_What is needed:_ Rewrite the listing below with "set the answer down" switched to "write the answer" everywhere it appears and nothing else changed. Leave the pictures out of your answer.

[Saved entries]

• • • • •

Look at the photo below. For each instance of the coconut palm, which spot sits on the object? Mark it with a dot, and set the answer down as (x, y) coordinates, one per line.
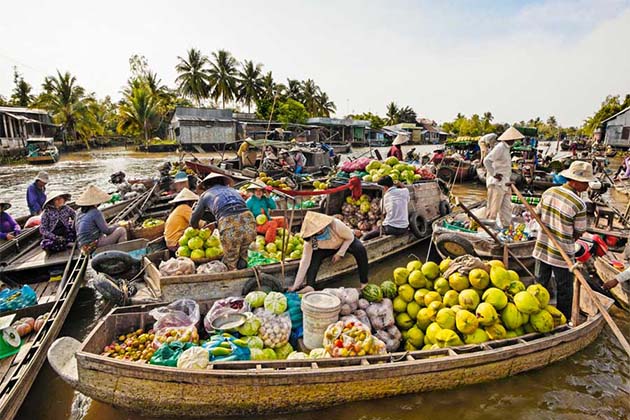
(222, 76)
(325, 105)
(64, 99)
(249, 83)
(392, 113)
(138, 112)
(193, 80)
(310, 92)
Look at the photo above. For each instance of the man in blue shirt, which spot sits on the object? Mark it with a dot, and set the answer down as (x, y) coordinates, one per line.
(36, 193)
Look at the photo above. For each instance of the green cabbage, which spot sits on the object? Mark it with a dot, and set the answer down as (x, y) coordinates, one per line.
(256, 299)
(276, 303)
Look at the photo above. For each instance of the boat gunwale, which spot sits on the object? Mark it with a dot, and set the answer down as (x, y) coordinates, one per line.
(427, 364)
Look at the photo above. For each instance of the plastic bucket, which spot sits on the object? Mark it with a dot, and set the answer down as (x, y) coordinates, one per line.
(320, 309)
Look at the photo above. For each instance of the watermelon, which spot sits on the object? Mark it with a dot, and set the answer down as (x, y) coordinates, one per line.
(372, 293)
(389, 289)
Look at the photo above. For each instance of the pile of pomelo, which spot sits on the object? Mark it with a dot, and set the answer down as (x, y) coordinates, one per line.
(200, 244)
(489, 303)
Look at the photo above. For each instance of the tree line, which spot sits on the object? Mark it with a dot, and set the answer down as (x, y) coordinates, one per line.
(147, 104)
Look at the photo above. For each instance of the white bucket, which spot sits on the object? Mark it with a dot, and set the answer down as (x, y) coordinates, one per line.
(320, 309)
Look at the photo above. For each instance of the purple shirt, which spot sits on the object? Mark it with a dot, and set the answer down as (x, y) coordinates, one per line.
(8, 225)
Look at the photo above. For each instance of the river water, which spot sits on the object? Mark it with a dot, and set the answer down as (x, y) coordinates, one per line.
(594, 383)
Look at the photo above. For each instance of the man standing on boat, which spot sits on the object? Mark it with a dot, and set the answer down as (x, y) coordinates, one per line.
(498, 164)
(36, 193)
(564, 213)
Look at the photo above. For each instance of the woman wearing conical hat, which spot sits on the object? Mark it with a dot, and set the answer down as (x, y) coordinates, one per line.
(325, 236)
(179, 219)
(57, 223)
(92, 229)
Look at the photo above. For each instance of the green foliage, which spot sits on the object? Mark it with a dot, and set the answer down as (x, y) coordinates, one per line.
(292, 112)
(609, 107)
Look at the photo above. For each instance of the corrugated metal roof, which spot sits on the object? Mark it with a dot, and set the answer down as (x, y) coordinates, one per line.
(616, 115)
(19, 110)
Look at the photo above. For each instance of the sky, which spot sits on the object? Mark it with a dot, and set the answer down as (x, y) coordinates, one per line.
(516, 59)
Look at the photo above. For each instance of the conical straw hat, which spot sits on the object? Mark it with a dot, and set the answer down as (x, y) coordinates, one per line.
(93, 196)
(313, 223)
(50, 197)
(184, 196)
(511, 134)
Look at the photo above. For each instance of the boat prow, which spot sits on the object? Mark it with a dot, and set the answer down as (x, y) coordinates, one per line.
(61, 358)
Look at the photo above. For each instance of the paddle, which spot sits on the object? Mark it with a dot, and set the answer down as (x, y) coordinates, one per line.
(492, 234)
(578, 274)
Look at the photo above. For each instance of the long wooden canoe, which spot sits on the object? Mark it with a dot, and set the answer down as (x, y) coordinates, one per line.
(31, 258)
(18, 372)
(263, 387)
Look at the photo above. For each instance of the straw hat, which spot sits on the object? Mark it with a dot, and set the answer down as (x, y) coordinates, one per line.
(313, 223)
(511, 134)
(226, 179)
(184, 196)
(51, 197)
(43, 177)
(93, 196)
(579, 171)
(255, 186)
(400, 139)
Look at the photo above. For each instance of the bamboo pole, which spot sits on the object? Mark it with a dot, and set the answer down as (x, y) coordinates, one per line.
(578, 276)
(492, 235)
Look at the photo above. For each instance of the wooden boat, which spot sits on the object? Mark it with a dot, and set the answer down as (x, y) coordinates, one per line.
(18, 372)
(425, 199)
(31, 260)
(605, 271)
(453, 241)
(264, 387)
(41, 151)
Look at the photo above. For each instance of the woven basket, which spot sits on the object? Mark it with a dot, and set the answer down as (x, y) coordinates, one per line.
(148, 233)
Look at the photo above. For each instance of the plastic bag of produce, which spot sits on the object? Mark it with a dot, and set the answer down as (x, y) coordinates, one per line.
(381, 314)
(177, 267)
(194, 358)
(212, 267)
(274, 329)
(256, 299)
(169, 353)
(226, 348)
(350, 338)
(349, 299)
(251, 325)
(229, 305)
(180, 313)
(14, 299)
(275, 303)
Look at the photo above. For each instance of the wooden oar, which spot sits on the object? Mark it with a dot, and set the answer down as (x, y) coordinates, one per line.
(492, 234)
(578, 275)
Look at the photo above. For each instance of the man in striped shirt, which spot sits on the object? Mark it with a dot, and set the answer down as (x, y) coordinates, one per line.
(562, 210)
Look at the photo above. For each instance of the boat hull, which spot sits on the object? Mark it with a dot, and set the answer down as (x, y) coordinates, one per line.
(259, 387)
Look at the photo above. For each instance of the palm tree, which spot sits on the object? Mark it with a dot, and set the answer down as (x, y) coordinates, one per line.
(392, 113)
(324, 105)
(64, 99)
(250, 86)
(294, 89)
(193, 80)
(222, 76)
(138, 112)
(310, 92)
(22, 91)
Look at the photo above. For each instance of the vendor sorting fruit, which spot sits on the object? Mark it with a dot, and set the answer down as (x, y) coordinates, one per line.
(236, 223)
(324, 236)
(179, 219)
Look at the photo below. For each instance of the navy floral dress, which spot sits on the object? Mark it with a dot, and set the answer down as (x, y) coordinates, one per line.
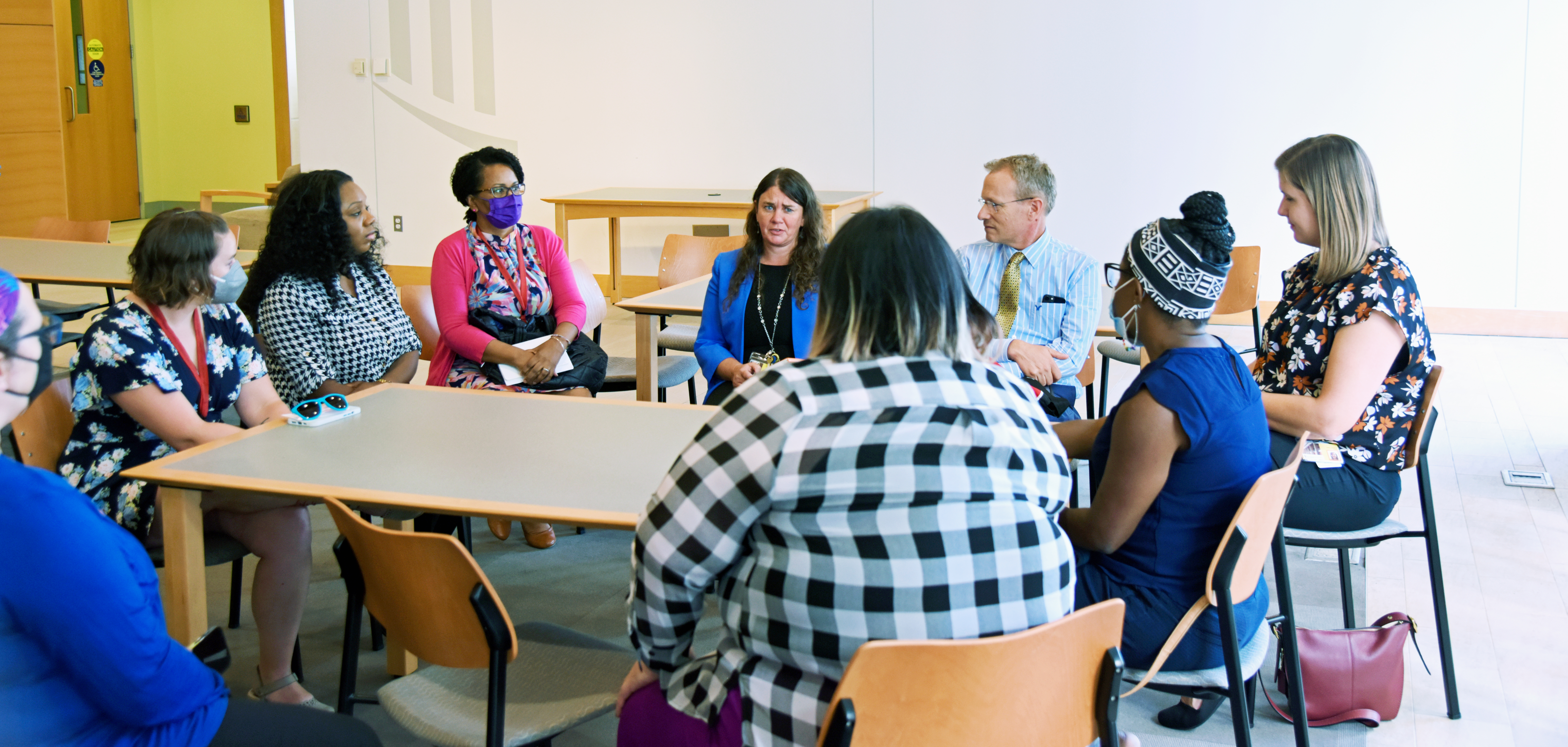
(123, 351)
(1301, 335)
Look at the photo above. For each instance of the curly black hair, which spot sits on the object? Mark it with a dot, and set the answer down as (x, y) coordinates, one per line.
(471, 170)
(308, 238)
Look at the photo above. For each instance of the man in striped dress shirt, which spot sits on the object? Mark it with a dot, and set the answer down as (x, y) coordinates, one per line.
(1043, 293)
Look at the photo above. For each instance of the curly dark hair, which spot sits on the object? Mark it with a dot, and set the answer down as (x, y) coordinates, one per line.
(173, 258)
(308, 238)
(807, 258)
(471, 170)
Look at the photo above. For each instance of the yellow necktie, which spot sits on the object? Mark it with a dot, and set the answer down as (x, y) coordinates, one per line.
(1007, 307)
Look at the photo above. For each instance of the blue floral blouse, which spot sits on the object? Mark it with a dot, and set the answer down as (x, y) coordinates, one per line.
(1301, 335)
(123, 351)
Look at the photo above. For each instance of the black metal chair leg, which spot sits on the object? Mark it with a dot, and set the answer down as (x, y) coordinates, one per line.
(1348, 594)
(236, 588)
(1293, 655)
(1440, 600)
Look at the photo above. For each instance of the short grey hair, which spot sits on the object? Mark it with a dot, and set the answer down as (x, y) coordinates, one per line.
(1032, 175)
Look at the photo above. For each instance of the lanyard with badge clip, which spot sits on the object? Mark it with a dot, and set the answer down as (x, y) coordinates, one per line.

• • • • •

_Full response:_
Look at the photo below. For each instance of the coconut palm, which spot sits on the object? Mark it with a dot, and write the answer as (x, y) coordinates, one per line.
(222, 76)
(325, 105)
(64, 99)
(249, 83)
(392, 113)
(138, 112)
(193, 80)
(310, 92)
Look at the photo above. For each instance of the man in blue shirt, which spot sits on the object? Mark it with a dot, and write the answer as (x, y) coordinates, one per line.
(36, 193)
Look at the photo above. For each instance of the green cabbage, which spot sits on the object? Mark it with a dot, and write the answer as (x, y) coordinates, one per line.
(256, 299)
(276, 303)
Look at the photo above. For each instance of the boat gunwale, which spot sits on the object? Mark it with a dot, and write the answer as (x, y) coordinates, one per line.
(427, 364)
Look at the photo above. For each instance of the plastic bucket, which spot sits on the object? Mark it with a dot, and write the answer as (x, y) coordinates, one per line.
(320, 309)
Look at the photo above. For each instance of the watermelon, which spot sits on the object? Mark it with a dot, and write the answer as (x, y) coordinates, one per line.
(372, 293)
(389, 289)
Look at the photo above. For each instance of the pile of pomelo, which spot sits on the object? Mark it with a dot, and write the answer as (x, y) coordinates, one per line.
(200, 244)
(489, 303)
Look at the photo above. For each instance of the tree line, which spot sits on the object? Mark it with a dot, and write the answer as (x, y) coordinates, one per line.
(147, 104)
Look at the photo above. For each instance of the white bucket, which spot sits on the object? Mark it with a dot, and write the answer as (x, y) coordinates, one per line.
(320, 309)
Look at the photo above. For each instance of the purple shirt, which spot sits on the object? Mark it with a dot, and write the answer as (x, y) coordinates, one per line.
(8, 225)
Look at the photo above. For each instance of the river water, which spot sits on the object? Mark it with a dot, and write the answer as (x, y) coordinates, one per line.
(594, 383)
Look at the photo above. For each instance of the man standing on boat, which spot sits on the object? Mark it with a dot, and write the answer as (x, y) coordinates, one per line.
(498, 164)
(36, 193)
(564, 213)
Look at the photo above. For each instance of the woman wearing conical hat, which spot sits on the object? Mark it with a dot, and write the answer as (x, y) coordinates, one per line.
(325, 236)
(179, 219)
(57, 223)
(92, 229)
Look at the photo above. For each instance of the green foliage, which spot sits on the object? Mark it with a dot, and write the answer as (x, y) coordinates, one per line.
(292, 112)
(609, 107)
Look at the photo above. For each instance of the corrugated metal roof, which spot sits on the object? Mark it with a dot, and write the answer as (x, y) coordinates, one per line.
(616, 115)
(19, 110)
Look at the photo above. For each instance of the sky, which spot sits on the object? Mark it with a dot, and write the answer as (x, y) coordinates, one per line.
(516, 59)
Look at the photo above. For each instance of the conical straw hat, which spot sits on the object? Mark it with a dot, and write the answer as (x, y) coordinates, one per line.
(93, 196)
(313, 223)
(50, 197)
(184, 196)
(511, 134)
Look at the photo above. For each instance of the boat prow, which spot sits on the object? Mark it with a dot, and write the answer as (x, y) coordinates, one per line.
(61, 358)
Look at the photo above. For each instance of the paddle, which spot sits on the object? Mark it with a dot, and write the answer as (x, y) coordinates, one per line.
(492, 234)
(578, 274)
Look at the photo above. For each instance of the long wooden canoe, which spot sits on the object? Mark it with a dot, and write the answer as (x, y) coordinates, one per line.
(31, 258)
(18, 372)
(263, 387)
Look at the photo above. For each instance of the straw hat, which spot sits on the object? Mark it with a dot, and write the answer as (x, y) coordinates, one per line.
(313, 223)
(511, 134)
(226, 179)
(184, 196)
(51, 197)
(43, 177)
(93, 196)
(579, 171)
(255, 186)
(400, 139)
Look at the photo above. For each instance of the bamboo pole, which spot sits on the object? Mark it with a dot, and write the answer as (x, y) coordinates, one per line.
(578, 276)
(492, 235)
Look at the photo above. For each instance of the wooden boat, which spot sits on the object? Mark it with a dot, and write the answer as (x, y) coordinates, one per line.
(18, 372)
(425, 199)
(31, 260)
(605, 271)
(453, 241)
(264, 387)
(41, 151)
Look at the photo above. For each instance of the woven basket, which spot sits on the object? Mark it with a dot, and write the answer as (x, y) coordinates, one per line.
(148, 233)
Look at the photo above. For each instance of the plastic bag of produce, which spot sits on the object? Mark it with a dot, and write the answer as (x, y) coordinates, one per line.
(381, 314)
(177, 267)
(194, 358)
(212, 267)
(274, 329)
(256, 299)
(169, 353)
(226, 348)
(350, 338)
(349, 299)
(251, 325)
(229, 305)
(180, 313)
(14, 299)
(275, 303)
Look at the photo above. For each instance of the wooden oar, which spot sits on the object? Mark it with a dot, and write the answer as (x, y) coordinates, one per line.
(492, 234)
(578, 275)
Look at the photo above. For each instance of the man in striped shirt, which spot sits on the object? Mark it with a dot, and write the answer as (x, y) coordinates, one per line.
(562, 210)
Look at the photo above. For each instance of the boat hull, which spot sits on the object? Mark it with a dot, and write the answer as (x, y) coordinates, one per line.
(259, 387)
Look at the photo above. For each instance of the palm tree, which spot sits on the object? Mark it with a dot, and write the answer as (x, y) coordinates, one per line.
(392, 113)
(324, 105)
(64, 99)
(250, 86)
(294, 89)
(193, 80)
(222, 76)
(138, 112)
(310, 92)
(22, 91)
Look at the photo above. For each instance of the vendor sorting fruit, which spot sits on the object? Mark it with a dot, and write the answer as (x, y) coordinates, one per line.
(236, 223)
(324, 236)
(179, 219)
Look at the photo below. For each instance of the navy floral dress, which spot sits on the object? Mark it with a dot, and write the answer as (x, y) coordinates, one per line.
(123, 351)
(1301, 335)
Look at the photo above. For each instance of the curly black hair, which spot sits on the object? Mark it with a dot, and write the answer as (x, y) coordinates, one per line.
(471, 170)
(308, 238)
Look at the photo above. For each instance of the man in striped dress shirt, which spot sits on the object? Mark it with a dot, and write the answer as (x, y) coordinates, one per line.
(1043, 293)
Look at the photo above. For each instance of the curly dark hair, which spot sits on the object? Mark it with a dot, and write the answer as (x, y) coordinates, one per line.
(173, 258)
(308, 238)
(807, 258)
(471, 170)
Look at the photo above. For each instance of the yellow necktie, which spot sits on the object? Mark it with a dot, and write the answer as (x, y) coordinates, one per line.
(1007, 307)
Look at the photo above. For each instance of the blue floral blouse, which spot sits on the object? Mark it with a dot, and write the answer as (x, y) coordinates, one per line.
(1301, 335)
(123, 351)
Look at the photo above. For each instance of the black metal chair leg, which spot sits on the object? Mark it with a dot, and write the answer as (x, y) coordinates, one per line.
(1348, 594)
(236, 588)
(1293, 655)
(1440, 600)
Look at the photo above. For each instance of the short grey hair, which spot sits on the object? Mark it with a dot, and write the answer as (x, y) coordinates, one per line.
(1032, 175)
Look at the photo above. For each instance of the lanyard with badge clip, which spot sits on the object? Mark it with a dot, and write the answer as (x, y) coordinates, one per line.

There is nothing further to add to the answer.